If there’s one thing that works in politics, it’s lobbying
FACT: Every citizen has the right to try and influence their representatives in government. Those who are paid to do it are called lobbyists.
Lobbying has grown in recent years, used by business now as a way for issue groups to get their point across. Lobbying provides those companies a way to discuss the issuewith a person who can move thing in the right direction.
The flow goes both ways. Lobbying is important to those in authority, too because it’s a key part of the democratic process. It helps governments establish the issues that are important to their citizens and other interests.
In a single month in 2015, the top 10 lobby groups in Washington spent $64m attempting to influence the government. Spending on lobbying is increasing over time, too.
Lobbying works. Influence groups are spending increasing amounts of money to influence the agenda in this way.
It looks like lobbying might have begun around the question of legal marijuana
Until now, discussions about marijuana have been had almost universally behind the scenes. Marijuana’s constantly improving public image, an increasingly tolerant population and, critically, the movement of large amounts of money in to the growing and sale of marijuana, have all served to increase the momentum marijuana is getting. It could be that as money flows in to cannabis production and sale, cannabis will find itself on an even playing field with similar industries which have PR at their disposal now – alcohol companies, for example.
Overnight shifts of policy on medical marijuana happened last week in the UK
In the UK last month, almost overnight, both sides of politics changed their mind from a strong anti stance to medical marijuana, to a position of ‘let’s do it’. Legalize medical marijuana for the affected epileptic patient that is.
Following the remarkable turnaround, the UK’s Chief Medical Officer, Sally Davies has now been drawn in to offer a view as to how the country can sensibly move forward as concerns national drug policy. Davies has been asked by the government to undertake a review of cannabis licensing specifically with a view towards determining whether it could be used as a therapeutic drug appropriately, at some point in the future.
Was lobbying behind the UK’s overnight move to legal medical marijuana?
One possibility which has been presented (link above) to explain the nature of the rapid turnaround on support for legalization in the UK is that it may have been staged as part of a PR stunt.
At the heart of the discussion was the issue of an extremely moving and troubling story concerning an epileptic child – Billy Caldwell from Northern Ireland. His mother flew to Canada to get legal medicinal cannabis for her son. On re-entry to the UK from Canada, she challenged Border Guards to take it from her. They did. The subsequent outrage in the press caused the change in government thinking.
Increased PR involvement could be taken as a threat in some ways, too.Theresa May is the Prime Minister of the UK. Her husband, Philip May works for the company with the largest stake in GW Pharmaceuticals. That’s the company which makes Sativex – the only cannabis based drug in the UK which it is legal to consume. Mrs. May would find it hard to explain why her husband can make money out of selling the drug but no one else can.

....

> _Task 1_
Please reproduce the part of the text on lobbying and medical marijuana starting with "Lobbying has grown" and going on through "in this way.".
> _Task 2_
Carry on the text on lobbying and medical marijuana, picking up right after its last sentence.

[Point-per-instance localization records]
....

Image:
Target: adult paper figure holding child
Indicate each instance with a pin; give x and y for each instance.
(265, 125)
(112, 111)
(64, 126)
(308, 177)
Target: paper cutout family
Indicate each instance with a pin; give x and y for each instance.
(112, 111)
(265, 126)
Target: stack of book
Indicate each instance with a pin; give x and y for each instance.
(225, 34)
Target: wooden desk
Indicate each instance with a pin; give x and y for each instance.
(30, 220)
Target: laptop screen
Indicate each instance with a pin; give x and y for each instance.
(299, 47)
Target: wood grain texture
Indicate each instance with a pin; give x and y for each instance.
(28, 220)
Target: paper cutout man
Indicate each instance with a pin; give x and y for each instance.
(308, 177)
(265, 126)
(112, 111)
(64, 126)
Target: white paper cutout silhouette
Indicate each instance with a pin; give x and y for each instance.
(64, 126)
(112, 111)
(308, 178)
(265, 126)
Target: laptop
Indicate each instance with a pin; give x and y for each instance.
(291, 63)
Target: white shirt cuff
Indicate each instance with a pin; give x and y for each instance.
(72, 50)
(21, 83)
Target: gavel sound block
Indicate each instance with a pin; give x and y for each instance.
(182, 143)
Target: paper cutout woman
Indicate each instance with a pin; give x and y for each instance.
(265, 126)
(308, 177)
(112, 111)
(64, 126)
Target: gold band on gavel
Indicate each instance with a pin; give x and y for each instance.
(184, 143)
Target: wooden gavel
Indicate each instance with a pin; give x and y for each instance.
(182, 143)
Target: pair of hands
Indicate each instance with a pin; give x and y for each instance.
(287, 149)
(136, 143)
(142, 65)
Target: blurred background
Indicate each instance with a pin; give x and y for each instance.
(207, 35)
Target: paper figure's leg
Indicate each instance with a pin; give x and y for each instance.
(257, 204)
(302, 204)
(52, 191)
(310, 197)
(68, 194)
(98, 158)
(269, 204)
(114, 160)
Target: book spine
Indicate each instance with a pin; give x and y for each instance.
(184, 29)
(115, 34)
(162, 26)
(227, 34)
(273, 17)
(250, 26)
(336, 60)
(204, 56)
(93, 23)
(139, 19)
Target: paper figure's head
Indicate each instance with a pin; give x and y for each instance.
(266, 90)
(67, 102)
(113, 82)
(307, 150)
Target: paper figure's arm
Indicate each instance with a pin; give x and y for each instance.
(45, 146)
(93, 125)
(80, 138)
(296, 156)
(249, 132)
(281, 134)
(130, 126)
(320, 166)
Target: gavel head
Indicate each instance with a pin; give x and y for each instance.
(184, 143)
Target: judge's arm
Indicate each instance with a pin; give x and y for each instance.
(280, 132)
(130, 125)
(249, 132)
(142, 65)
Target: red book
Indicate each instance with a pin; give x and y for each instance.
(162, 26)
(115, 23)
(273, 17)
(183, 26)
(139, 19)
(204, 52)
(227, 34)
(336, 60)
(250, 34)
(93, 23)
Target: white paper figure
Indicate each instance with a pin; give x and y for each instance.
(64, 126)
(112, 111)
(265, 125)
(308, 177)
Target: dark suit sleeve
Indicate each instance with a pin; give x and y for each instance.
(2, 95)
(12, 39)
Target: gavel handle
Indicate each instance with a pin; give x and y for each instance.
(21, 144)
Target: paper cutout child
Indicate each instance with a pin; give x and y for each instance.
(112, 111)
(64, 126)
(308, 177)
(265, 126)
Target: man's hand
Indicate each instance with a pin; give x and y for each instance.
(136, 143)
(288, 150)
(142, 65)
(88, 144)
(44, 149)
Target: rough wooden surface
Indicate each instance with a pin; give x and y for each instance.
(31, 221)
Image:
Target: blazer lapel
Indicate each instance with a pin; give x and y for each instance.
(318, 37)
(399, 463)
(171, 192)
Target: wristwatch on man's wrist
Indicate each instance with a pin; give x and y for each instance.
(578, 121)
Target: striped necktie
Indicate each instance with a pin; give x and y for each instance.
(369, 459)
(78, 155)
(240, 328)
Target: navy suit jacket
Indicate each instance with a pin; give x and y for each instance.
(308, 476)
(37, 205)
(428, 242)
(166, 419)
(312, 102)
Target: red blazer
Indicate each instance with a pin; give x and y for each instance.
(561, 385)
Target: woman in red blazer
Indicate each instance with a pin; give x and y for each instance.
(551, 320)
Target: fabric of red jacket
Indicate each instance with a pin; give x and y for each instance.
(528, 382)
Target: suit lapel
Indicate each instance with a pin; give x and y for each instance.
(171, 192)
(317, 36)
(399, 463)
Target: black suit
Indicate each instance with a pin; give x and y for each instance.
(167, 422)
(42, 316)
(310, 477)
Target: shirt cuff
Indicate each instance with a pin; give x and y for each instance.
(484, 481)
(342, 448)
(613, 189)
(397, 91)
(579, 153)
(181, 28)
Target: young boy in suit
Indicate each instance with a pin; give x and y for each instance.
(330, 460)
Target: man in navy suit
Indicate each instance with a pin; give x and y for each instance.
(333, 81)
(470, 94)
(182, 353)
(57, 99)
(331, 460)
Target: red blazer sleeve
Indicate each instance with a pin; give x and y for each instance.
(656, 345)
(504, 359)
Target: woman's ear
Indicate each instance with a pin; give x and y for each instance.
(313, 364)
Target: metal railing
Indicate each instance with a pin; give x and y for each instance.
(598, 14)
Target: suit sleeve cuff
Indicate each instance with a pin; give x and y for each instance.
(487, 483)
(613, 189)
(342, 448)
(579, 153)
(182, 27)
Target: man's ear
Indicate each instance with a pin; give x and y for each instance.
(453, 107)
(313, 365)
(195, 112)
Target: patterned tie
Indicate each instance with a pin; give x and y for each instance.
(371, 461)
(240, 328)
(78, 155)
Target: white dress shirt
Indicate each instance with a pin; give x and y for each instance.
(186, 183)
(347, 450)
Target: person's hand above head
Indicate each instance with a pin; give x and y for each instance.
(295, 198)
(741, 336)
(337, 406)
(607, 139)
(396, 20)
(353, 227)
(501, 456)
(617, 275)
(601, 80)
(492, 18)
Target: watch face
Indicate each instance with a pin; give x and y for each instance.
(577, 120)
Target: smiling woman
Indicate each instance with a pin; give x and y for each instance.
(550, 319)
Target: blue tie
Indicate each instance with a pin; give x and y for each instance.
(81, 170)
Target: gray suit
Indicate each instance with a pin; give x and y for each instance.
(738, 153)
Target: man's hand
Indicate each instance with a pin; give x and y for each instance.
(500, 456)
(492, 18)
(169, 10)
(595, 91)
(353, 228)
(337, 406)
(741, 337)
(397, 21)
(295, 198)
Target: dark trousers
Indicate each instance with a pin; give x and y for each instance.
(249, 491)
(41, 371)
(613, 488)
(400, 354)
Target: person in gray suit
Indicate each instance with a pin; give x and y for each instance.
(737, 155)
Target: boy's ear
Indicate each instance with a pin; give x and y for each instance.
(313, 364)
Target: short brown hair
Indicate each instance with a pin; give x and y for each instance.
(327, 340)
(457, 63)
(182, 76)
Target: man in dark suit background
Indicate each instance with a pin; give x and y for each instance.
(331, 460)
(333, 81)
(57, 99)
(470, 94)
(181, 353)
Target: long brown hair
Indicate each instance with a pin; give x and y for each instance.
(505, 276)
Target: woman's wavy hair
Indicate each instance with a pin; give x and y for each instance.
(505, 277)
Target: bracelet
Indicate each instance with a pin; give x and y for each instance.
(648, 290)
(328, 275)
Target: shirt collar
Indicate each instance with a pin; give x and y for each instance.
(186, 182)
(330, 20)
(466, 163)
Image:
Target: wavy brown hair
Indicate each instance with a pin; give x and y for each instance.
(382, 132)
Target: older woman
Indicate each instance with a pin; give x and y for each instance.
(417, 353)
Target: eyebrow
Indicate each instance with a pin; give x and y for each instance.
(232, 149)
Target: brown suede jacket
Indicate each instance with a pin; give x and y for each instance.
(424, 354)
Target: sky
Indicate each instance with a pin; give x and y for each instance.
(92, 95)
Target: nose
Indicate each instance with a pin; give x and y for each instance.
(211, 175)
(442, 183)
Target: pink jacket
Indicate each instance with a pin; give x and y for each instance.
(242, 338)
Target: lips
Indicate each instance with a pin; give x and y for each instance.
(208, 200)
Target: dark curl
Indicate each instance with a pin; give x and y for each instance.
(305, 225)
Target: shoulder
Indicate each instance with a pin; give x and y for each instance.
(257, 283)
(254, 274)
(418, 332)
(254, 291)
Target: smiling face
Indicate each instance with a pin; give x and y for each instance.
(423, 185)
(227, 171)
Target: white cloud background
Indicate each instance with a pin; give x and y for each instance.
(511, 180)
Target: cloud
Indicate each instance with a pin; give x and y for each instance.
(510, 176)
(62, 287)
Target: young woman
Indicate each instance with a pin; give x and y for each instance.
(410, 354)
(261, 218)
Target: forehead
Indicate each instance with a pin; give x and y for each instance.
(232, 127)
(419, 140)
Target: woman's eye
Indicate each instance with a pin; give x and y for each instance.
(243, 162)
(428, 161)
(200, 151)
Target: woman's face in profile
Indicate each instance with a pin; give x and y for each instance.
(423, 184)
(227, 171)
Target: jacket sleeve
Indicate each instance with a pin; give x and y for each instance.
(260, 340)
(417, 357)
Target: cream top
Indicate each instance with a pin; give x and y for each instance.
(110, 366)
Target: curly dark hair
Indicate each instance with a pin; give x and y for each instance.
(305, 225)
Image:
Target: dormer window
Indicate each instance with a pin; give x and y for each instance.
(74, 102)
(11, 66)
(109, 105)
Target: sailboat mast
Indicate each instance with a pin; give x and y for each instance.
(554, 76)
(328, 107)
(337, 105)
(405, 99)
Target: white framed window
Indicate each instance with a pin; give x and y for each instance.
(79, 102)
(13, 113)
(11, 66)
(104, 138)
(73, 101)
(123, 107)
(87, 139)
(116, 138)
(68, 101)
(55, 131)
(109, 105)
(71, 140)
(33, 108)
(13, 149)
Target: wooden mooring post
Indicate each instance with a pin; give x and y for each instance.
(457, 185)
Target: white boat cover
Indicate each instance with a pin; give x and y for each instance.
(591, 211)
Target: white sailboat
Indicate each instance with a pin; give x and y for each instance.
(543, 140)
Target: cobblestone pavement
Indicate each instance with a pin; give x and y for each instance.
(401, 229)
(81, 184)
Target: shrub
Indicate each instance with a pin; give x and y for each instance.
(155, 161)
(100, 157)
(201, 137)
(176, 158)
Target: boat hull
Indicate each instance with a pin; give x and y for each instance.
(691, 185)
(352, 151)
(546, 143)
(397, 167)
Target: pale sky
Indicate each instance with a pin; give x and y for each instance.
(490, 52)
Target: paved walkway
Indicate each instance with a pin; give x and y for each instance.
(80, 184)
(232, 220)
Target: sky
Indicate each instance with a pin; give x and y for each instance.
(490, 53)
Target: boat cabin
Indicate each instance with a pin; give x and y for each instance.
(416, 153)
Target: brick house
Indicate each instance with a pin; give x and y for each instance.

....

> _Answer section 1_
Lobbying has grown in recent years, used by business now as a way for issue groups to get their point across. Lobbying provides those companies a way to discuss the issuewith a person who can move thing in the right direction.
The flow goes both ways. Lobbying is important to those in authority, too because it’s a key part of the democratic process. It helps governments establish the issues that are important to their citizens and other interests.
In a single month in 2015, the top 10 lobby groups in Washington spent $64m attempting to influence the government. Spending on lobbying is increasing over time, too.
Lobbying works. Influence groups are spending increasing amounts of money to influence the agenda in this way.

> _Answer section 2_
Marijuana companies are sponsoring political activity
Similar to lobbying is the sponsorship of political activity which can benefit the industry. In Orlando, marijuana companies are sponsoring a local lawyer, John Morgan.
Morgan has attempted for many years to lobby to have medical marijuana legalized. Now it is reported that he is contacting marijuana businesses to solicit funding specifically for use in as part of the campaign to see it legalized.
With sponsorship, Morgan will be able to get the issue raised on the ballet so that constituents can vote on the issue. They need a ‘Supermajority’ of 60% to see marijuana legalized in Florida, but surveys indicate that sort of majority is not necessarily beyond reach.
PR could go on to have even more influence
FACT: There is a simple fact behind the PR associated with the legalization of either recreational or medicinal cannabis. The majority of right minded voters in Western democracies now support legalization.
Some territories have been more advanced than others in recognizing that. However, in simple terms, people want marijuana to be legal and our governments are not making that happen. The fact that marijuana hasn’t been legalized, despite the majority now supporting legalization represents an opportunity for the use of PR.
PR offers the opportunity for the industry to move in to more ‘earned’ than ‘bought’ space of customer consideration. Marijuana is a hot topic. Specialist cannabis related websites want unique specific content on how the industry is developing. Bigger media assets – the Channel 7s and Channel 9s of the world seem to find the story titillating. It’s no longer out of the ordinary to see a cannabis company represented on the ABC in a mainstream financial discussion.
Marijuana legalization has always benefitted from ground up support. Now money is involved, the cause may well also be supported by some well funded top down influence.